• _Brief_
Extract every entry word for word.

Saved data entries
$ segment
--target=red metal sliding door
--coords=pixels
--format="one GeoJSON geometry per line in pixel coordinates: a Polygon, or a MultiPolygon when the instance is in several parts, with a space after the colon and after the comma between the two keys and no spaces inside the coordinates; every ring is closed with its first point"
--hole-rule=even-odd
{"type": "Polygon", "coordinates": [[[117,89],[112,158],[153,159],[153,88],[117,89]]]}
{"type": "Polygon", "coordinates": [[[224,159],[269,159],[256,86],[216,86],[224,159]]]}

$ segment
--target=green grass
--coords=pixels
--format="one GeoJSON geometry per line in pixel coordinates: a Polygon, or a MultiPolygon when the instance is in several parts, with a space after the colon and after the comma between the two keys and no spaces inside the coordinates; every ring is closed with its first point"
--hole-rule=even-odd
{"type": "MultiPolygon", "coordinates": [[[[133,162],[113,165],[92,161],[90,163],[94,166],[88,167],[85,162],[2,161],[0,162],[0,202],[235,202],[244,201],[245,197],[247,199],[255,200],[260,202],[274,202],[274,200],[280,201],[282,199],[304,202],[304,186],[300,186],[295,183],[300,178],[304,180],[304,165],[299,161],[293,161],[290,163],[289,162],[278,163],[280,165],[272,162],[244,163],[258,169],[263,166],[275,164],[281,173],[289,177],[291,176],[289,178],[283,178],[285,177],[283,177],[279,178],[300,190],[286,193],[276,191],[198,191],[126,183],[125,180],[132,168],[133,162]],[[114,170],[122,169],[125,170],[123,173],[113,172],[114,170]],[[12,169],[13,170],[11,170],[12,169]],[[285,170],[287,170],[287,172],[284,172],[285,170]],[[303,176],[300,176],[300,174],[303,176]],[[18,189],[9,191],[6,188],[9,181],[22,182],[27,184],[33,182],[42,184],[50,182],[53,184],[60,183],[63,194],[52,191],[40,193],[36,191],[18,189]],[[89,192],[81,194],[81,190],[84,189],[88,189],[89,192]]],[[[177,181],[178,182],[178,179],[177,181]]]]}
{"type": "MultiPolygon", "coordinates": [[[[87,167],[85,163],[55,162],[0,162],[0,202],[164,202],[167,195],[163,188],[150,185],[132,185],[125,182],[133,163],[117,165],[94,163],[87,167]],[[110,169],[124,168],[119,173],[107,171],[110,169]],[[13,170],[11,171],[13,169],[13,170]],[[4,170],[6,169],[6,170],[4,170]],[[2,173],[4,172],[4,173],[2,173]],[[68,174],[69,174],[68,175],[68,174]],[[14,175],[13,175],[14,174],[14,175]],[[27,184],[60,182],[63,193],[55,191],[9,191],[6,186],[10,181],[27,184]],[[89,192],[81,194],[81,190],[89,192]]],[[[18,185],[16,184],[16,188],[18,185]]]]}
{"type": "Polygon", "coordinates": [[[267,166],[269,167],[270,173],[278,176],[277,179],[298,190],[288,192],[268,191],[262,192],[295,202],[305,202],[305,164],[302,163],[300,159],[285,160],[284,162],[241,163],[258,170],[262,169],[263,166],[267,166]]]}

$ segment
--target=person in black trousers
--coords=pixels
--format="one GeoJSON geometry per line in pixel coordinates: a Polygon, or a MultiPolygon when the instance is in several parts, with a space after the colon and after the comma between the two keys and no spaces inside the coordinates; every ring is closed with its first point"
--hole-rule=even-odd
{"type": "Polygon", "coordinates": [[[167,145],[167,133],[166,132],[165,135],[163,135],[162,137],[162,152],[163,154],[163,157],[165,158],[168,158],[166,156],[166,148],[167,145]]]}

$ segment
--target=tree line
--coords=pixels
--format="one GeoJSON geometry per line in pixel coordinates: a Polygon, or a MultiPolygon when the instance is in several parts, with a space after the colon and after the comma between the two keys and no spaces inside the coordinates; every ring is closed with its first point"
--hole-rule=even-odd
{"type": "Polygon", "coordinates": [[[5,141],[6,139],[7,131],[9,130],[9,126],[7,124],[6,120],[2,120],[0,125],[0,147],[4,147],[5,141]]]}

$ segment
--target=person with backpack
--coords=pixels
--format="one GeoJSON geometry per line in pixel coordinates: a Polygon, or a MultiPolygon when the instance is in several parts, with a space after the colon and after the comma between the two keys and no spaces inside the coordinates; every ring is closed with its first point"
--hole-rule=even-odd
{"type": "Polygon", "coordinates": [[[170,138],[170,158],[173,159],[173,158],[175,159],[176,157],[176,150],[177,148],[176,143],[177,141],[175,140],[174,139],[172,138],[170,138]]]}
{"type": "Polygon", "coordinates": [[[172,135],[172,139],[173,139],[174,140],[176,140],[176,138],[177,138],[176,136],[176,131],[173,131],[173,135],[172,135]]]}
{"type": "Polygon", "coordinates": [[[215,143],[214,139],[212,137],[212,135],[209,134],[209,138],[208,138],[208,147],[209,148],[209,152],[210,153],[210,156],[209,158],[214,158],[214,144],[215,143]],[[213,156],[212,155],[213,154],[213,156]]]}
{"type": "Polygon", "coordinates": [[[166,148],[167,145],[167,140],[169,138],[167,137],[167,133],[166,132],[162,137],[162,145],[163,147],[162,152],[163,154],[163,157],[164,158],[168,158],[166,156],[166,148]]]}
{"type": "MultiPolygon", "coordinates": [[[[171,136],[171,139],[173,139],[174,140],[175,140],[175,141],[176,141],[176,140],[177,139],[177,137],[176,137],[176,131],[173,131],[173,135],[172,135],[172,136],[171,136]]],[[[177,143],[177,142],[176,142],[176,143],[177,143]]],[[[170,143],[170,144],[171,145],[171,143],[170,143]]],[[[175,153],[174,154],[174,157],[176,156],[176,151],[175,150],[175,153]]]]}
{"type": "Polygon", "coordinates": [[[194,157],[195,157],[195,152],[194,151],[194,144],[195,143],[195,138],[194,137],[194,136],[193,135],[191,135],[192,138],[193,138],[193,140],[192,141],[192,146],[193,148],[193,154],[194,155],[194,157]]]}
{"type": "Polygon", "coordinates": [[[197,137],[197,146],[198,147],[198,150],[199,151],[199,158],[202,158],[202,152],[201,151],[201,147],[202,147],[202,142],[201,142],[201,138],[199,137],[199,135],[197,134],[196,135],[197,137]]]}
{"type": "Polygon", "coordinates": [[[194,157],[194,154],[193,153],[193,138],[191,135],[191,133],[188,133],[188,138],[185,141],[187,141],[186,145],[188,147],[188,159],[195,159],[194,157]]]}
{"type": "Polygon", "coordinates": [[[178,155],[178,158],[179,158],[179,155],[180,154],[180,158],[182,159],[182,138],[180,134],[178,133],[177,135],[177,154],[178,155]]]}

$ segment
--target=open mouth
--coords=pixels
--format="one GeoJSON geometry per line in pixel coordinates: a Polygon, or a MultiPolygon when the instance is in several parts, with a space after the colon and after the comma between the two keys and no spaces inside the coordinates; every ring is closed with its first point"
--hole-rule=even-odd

• _Full answer_
$ segment
--target=red metal sliding door
--coords=pixels
--format="one GeoJSON geometry per line in pixel coordinates: a Polygon, or a MultiPolygon when the instance is in several parts, with a space after the colon and after the comma between the two keys and no spaces inside the coordinates; every ring is closed with its first point"
--hole-rule=even-odd
{"type": "Polygon", "coordinates": [[[117,89],[112,158],[153,159],[153,88],[117,89]]]}
{"type": "Polygon", "coordinates": [[[224,159],[269,159],[256,86],[216,86],[224,159]]]}

$ segment
--target=green grass
--coords=pixels
--format="one GeoJSON geometry per line in pixel coordinates: a Polygon, or a MultiPolygon when the instance is in several parts, with a space after the colon and after the comma between the two keys and no spaces inside the coordinates; every ring is closed with its first point"
--hole-rule=even-odd
{"type": "MultiPolygon", "coordinates": [[[[133,162],[113,165],[92,161],[90,163],[94,166],[88,167],[85,162],[2,161],[0,162],[0,202],[235,202],[244,201],[245,197],[247,199],[255,200],[260,202],[274,202],[274,200],[280,201],[282,199],[304,202],[304,186],[300,186],[295,183],[300,178],[304,180],[304,165],[299,161],[293,161],[290,163],[289,162],[278,163],[280,165],[272,162],[244,163],[258,169],[263,166],[275,164],[281,173],[289,177],[291,176],[289,178],[283,178],[285,177],[283,177],[279,178],[300,190],[286,193],[276,191],[198,191],[126,183],[125,180],[132,168],[133,162]],[[114,170],[122,169],[125,170],[123,173],[113,172],[114,170]],[[12,169],[13,170],[11,170],[12,169]],[[285,170],[287,170],[287,172],[284,172],[285,170]],[[303,176],[300,176],[300,174],[303,176]],[[18,189],[9,191],[6,188],[9,181],[22,182],[27,184],[33,182],[42,184],[50,182],[53,184],[60,183],[63,194],[52,191],[40,193],[36,191],[18,189]],[[89,192],[81,194],[81,190],[84,189],[88,189],[89,192]]],[[[177,181],[178,182],[178,179],[177,181]]]]}
{"type": "MultiPolygon", "coordinates": [[[[87,167],[85,163],[55,162],[0,162],[0,202],[164,202],[167,195],[163,188],[150,185],[132,185],[125,182],[133,163],[117,165],[94,163],[87,167]],[[110,169],[124,168],[119,173],[107,171],[110,169]],[[13,170],[11,171],[13,169],[13,170]],[[4,170],[6,169],[6,170],[4,170]],[[2,173],[4,172],[4,173],[2,173]],[[68,174],[69,174],[68,175],[68,174]],[[14,175],[13,175],[14,174],[14,175]],[[27,184],[60,182],[63,193],[55,191],[9,191],[6,186],[10,181],[27,184]],[[89,192],[81,194],[81,190],[89,192]]],[[[18,185],[16,184],[16,188],[18,185]]]]}
{"type": "Polygon", "coordinates": [[[267,166],[269,167],[270,173],[278,176],[277,179],[298,190],[288,192],[268,191],[262,192],[295,202],[305,202],[305,164],[302,163],[300,159],[285,160],[284,162],[241,163],[258,170],[262,169],[263,166],[267,166]]]}

$ segment
--target=person in black trousers
--coords=pixels
--format="one GeoJSON geometry per line in pixel coordinates: a Polygon, or a MultiPolygon when the instance is in several parts, with a space after the colon and after the comma between the two keys and no spaces inside the coordinates; every ring is closed with its first point"
--hole-rule=even-odd
{"type": "Polygon", "coordinates": [[[167,145],[167,133],[166,132],[165,135],[163,135],[162,137],[162,152],[163,154],[163,157],[165,158],[168,158],[166,156],[166,148],[167,145]]]}

$ segment
--target=tree line
--coords=pixels
--format="one GeoJSON geometry per line in pixel coordinates: a Polygon, or a MultiPolygon when the instance is in several parts, with a space after the colon and after the comma between the two keys and no spaces inside the coordinates; every ring is closed with its first point"
--hole-rule=even-odd
{"type": "Polygon", "coordinates": [[[5,141],[6,139],[7,131],[9,130],[9,126],[7,124],[6,120],[2,120],[0,125],[0,147],[4,147],[5,141]]]}

$ segment
--target=person with backpack
--coords=pixels
--format="one GeoJSON geometry per line in pixel coordinates: a Polygon, or a MultiPolygon when the instance is in several parts, with a space after the colon and after the comma between the two keys and no spaces inside the coordinates; every ring is closed with its first point"
--hole-rule=even-odd
{"type": "Polygon", "coordinates": [[[170,138],[170,158],[173,159],[173,158],[175,159],[176,157],[176,150],[177,148],[176,143],[177,141],[175,140],[174,139],[172,138],[170,138]]]}
{"type": "Polygon", "coordinates": [[[172,135],[172,139],[173,139],[174,140],[176,140],[176,138],[177,138],[176,136],[176,131],[173,131],[173,135],[172,135]]]}
{"type": "Polygon", "coordinates": [[[215,143],[214,139],[212,137],[212,135],[209,134],[209,138],[208,138],[208,147],[209,148],[209,152],[210,153],[210,156],[209,158],[214,158],[214,144],[215,143]],[[213,156],[212,155],[213,154],[213,156]]]}
{"type": "Polygon", "coordinates": [[[166,148],[167,145],[167,140],[169,138],[167,137],[167,133],[166,132],[162,137],[162,145],[163,147],[162,152],[163,154],[163,157],[164,158],[168,158],[166,156],[166,148]]]}
{"type": "MultiPolygon", "coordinates": [[[[171,136],[171,139],[173,139],[174,140],[175,140],[175,141],[176,141],[176,140],[177,139],[177,137],[176,137],[176,131],[173,131],[173,135],[172,135],[172,136],[171,136]]],[[[177,143],[177,142],[176,142],[176,143],[177,143]]],[[[170,143],[170,144],[171,145],[171,143],[170,143]]],[[[175,153],[174,154],[174,157],[176,156],[176,151],[175,150],[175,153]]]]}
{"type": "Polygon", "coordinates": [[[194,157],[195,157],[195,152],[194,151],[194,144],[195,143],[195,138],[194,137],[194,136],[193,135],[191,135],[192,138],[193,138],[193,140],[192,141],[192,146],[193,148],[193,154],[194,155],[194,157]]]}
{"type": "Polygon", "coordinates": [[[197,137],[197,146],[198,147],[198,150],[199,151],[199,158],[202,158],[202,152],[201,151],[201,147],[202,147],[202,142],[201,142],[201,138],[199,137],[199,135],[197,134],[196,135],[197,137]]]}
{"type": "Polygon", "coordinates": [[[194,157],[194,154],[193,153],[193,138],[191,135],[191,133],[188,133],[188,138],[185,141],[187,141],[186,145],[188,147],[188,159],[195,159],[194,157]]]}
{"type": "Polygon", "coordinates": [[[178,155],[178,158],[179,158],[179,155],[180,154],[180,158],[182,159],[182,138],[180,134],[178,133],[177,135],[177,154],[178,155]]]}

$ segment
--target=open mouth
--coords=pixels
--format="one GeoJSON geometry per line in pixel coordinates: a Polygon, or a MultiPolygon when the instance is in several parts, with a space after the colon and after the comma between the two keys and no spaces inside the coordinates; every ring is closed with its first point"
--hole-rule=even-odd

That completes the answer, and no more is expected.